A lot of cars - maybe not your specifically, have rotors that cost $40 a piece plus or minus $10. Doing a brake job without replacing or at least refinishing rotors is backyard hack talk as new pads not happiest with typical condition of rotors after a couple of years of wear. Ontario roads for those that apply, is murder on rotors anyway so they're likely to be worn/scored/rotted to hell and if GM even warped, haha-GM jab, all of which will require replace/refinish for proper job. Refinish if you can, the expensive rotors, all else just toss and replace.

Why be a hack? We have enough of that going on in stock market, haha, and they cost themselves a lot more than full brake job at inflated prices, haha


----------



## Chad (Jan 30, 2011)

I agree lots of $ can be saved just by a little research and a quality owners manual. Rotors should be changed only when the surface is damaged scoring pited etc and no longer smooth and can't be saved by turning. Also when they they wear past their manufactures limits. Easy to check a rotor's thickness with a caliper. It was interesting about the discussion of oil changes, my car is a Jetta TDI (diesel) and here in Canada they recommend the oil change every 8,000 km in the states the exact same car is every 16,000 km. I would say you can save at least 75% or more if you are confident to maintain your vehicle by yourself instead of taking it to the "stealership" For example I changed 4 struts for a friend on a Nissan Maxima for $600 in parts after she was quoted over $2,000 from Kal tire. The money you can save will be more than enough for the tools you will need and you will not have to worry about being ripped of by some shady mechanic trust me I know. I am a licenced mechanic by trade.


----------



## Snuff_the_Rooster (Oct 26, 2012)

Chad said:


> ...taking it to the "stealership" For example I changed 4 struts for a friend on a Nissan Maxima for $600 in parts after she was quoted over $2,000 from Kal tire. The money you can save will be more than enough for the tools you will need and you will not have to worry about being ripped of by some shady mechanic trust me I know. I am a licenced mechanic by trade.


An honest assessment of the cost to do said job from an honest mechanic would include the crazy idea that dealership has to eat too. Why would any sane individual NOT expect to pay more at garage than backyard guy?

I'm not defending dealership but stop being so short sighted "licenced mechanic", and explain to readers that $600 is likely close to cost of parts. Do shop analysis if you ever had to in your life and you would see from any shop it would cost at least $1200 plus taxes (at least) for typical shop with overhead.

You wanna do jobs for nothing that is your prerogative but stop being business illiterate because others chose to run business doing same for a living and not have fools call them crooks.

jeez, get some business sense?


----------



## Chad (Jan 30, 2011)

Dont know what your problem is, may be you own your own shop?. I understand shops have overhead and need to cover costs and to make a profit but the point I was trying to make was average people can save a substantial amount maintaining their own vehicles ie *buying the parts doing it themselves*. The other point I want to get across was shaddy business tactics are rampant in this industry, not all of them mind you. From my experience dealerships are the biggest crooks around. I have enough business sense to know that running a shop requires too much overhead, too many fixed costs and not an attractive venture in my opinion. I did mention that $600 was the cost of parts by the way.


----------



## Snuff_the_Rooster (Oct 26, 2012)

good then make that point and not that shop are crooks because they cost more than you. really? who would have thought it so.

Given instruction 1 - Write out the entire labeling listing word for word, from its first line to its last.
The forum thread and the listing are unrelated material.

(Items from a labeling collection)
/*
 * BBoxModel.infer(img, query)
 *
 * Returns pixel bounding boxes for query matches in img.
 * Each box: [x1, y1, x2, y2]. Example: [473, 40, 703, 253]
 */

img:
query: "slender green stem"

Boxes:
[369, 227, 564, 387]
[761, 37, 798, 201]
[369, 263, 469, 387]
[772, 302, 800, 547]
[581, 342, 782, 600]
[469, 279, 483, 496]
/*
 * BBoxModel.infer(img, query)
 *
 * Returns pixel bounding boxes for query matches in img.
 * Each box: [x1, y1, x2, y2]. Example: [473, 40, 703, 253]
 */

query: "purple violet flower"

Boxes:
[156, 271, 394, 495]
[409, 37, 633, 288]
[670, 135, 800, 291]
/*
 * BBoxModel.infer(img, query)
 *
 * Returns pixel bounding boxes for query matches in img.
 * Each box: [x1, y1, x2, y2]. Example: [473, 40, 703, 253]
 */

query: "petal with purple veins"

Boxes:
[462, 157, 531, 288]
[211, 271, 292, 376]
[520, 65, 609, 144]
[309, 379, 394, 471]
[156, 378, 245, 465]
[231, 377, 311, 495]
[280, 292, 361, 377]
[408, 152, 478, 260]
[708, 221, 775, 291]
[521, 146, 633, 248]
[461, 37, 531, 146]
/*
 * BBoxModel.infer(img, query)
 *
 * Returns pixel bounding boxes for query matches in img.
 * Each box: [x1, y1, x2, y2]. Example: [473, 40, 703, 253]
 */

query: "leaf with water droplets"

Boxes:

Given instruction 2 - In the forum thread, how much did Chad spend on parts to change four struts on a Nissan Maxima?

Written reply 1 -
/*
 * BBoxModel.infer(img, query)
 *
 * Returns pixel bounding boxes for query matches in img.
 * Each box: [x1, y1, x2, y2]. Example: [473, 40, 703, 253]
 */

img:
query: "slender green stem"

Boxes:
[369, 227, 564, 387]
[761, 37, 798, 201]
[369, 263, 469, 387]
[772, 302, 800, 547]
[581, 342, 782, 600]
[469, 279, 483, 496]
/*
 * BBoxModel.infer(img, query)
 *
 * Returns pixel bounding boxes for query matches in img.
 * Each box: [x1, y1, x2, y2]. Example: [473, 40, 703, 253]
 */

query: "purple violet flower"

Boxes:
[156, 271, 394, 495]
[409, 37, 633, 288]
[670, 135, 800, 291]
/*
 * BBoxModel.infer(img, query)
 *
 * Returns pixel bounding boxes for query matches in img.
 * Each box: [x1, y1, x2, y2]. Example: [473, 40, 703, 253]
 */

query: "petal with purple veins"

Boxes:
[462, 157, 531, 288]
[211, 271, 292, 376]
[520, 65, 609, 144]
[309, 379, 394, 471]
[156, 378, 245, 465]
[231, 377, 311, 495]
[280, 292, 361, 377]
[408, 152, 478, 260]
[708, 221, 775, 291]
[521, 146, 633, 248]
[461, 37, 531, 146]
/*
 * BBoxModel.infer(img, query)
 *
 * Returns pixel bounding boxes for query matches in img.
 * Each box: [x1, y1, x2, y2]. Example: [473, 40, 703, 253]
 */

query: "leaf with water droplets"

Boxes:

Written reply 2 - $600